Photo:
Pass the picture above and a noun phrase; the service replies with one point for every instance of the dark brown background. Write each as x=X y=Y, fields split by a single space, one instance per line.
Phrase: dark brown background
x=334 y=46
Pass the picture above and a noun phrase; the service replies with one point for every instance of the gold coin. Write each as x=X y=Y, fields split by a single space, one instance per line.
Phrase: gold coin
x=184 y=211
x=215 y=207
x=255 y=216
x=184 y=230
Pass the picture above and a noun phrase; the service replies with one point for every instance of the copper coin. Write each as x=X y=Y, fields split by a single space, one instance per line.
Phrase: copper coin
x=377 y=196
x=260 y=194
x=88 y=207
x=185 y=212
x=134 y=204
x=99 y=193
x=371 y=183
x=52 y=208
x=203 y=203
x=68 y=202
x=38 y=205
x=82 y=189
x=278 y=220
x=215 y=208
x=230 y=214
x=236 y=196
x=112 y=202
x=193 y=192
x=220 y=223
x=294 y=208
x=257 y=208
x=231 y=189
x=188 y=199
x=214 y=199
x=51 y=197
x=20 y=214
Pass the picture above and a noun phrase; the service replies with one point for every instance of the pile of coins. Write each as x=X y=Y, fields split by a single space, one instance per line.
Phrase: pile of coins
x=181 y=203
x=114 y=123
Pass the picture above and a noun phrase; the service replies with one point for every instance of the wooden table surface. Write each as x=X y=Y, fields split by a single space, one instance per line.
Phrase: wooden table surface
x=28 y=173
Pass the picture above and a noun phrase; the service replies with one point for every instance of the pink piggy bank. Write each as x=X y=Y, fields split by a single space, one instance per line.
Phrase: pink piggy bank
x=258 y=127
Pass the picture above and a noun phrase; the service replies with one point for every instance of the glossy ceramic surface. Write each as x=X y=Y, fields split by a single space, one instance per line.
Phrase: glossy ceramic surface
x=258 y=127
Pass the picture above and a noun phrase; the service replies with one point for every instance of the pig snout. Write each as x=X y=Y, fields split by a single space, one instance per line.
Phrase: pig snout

- STATED GOAL:
Please reproduce all of the data above word for word, with no changes.

- TASK RESULT:
Photo:
Pass the picture above and a noun phrase; the service replies with one point for every instance of the dark brown background. Write each as x=X y=Y, fields split by a single space, one instance per line.
Phrase: dark brown background
x=334 y=46
Pass the picture above and a noun phrase; the service replies with one point for every instance of the gold coin. Write each as x=X y=Y, fields split by a single space, one instance per line.
Phrase: gold coin
x=184 y=211
x=215 y=207
x=255 y=216
x=184 y=230
Pass the picture above and a noun phrase; the service replies with one point for every instance of the copper coin. Write each as x=X y=Y, fields split by a single space, one instance per line.
Phrase: copper coin
x=377 y=196
x=260 y=194
x=88 y=207
x=185 y=212
x=134 y=204
x=99 y=193
x=371 y=183
x=52 y=208
x=203 y=203
x=68 y=202
x=38 y=205
x=82 y=189
x=278 y=220
x=215 y=208
x=230 y=214
x=236 y=196
x=112 y=202
x=193 y=192
x=220 y=223
x=294 y=208
x=257 y=208
x=231 y=189
x=188 y=199
x=214 y=199
x=51 y=197
x=20 y=214
Pass the picture above and a noun phrase; the service replies with one point for every instance of the pile of coins. Write each as x=X y=Y, fields split by a single space, one instance per line.
Phrase: pile of coins
x=181 y=203
x=114 y=123
Pass the picture above and a noun phrase; the service replies with one point for every instance of the wooden table surface. Write each as x=X y=Y, fields split by a single space, one instance per line.
Phrase: wooden table surface
x=28 y=173
Pass the picture above and a noun phrase; the service replies with one point for every instance of the pink piggy bank. Write each as x=X y=Y, fields split by a single space, one instance per line.
Phrase: pink piggy bank
x=258 y=127
Pass the picture above and a noun phrase; the service replies with one point for every instance of the glossy ceramic surface. Write each as x=X y=Y, fields split by a single space, one instance per line.
Phrase: glossy ceramic surface
x=258 y=127
Pass the picture above and a noun phrase; the service replies with one point for every instance of the pig snout. Write each as x=X y=Y, fields split by a single space, one instance per line.
Phrase: pig snout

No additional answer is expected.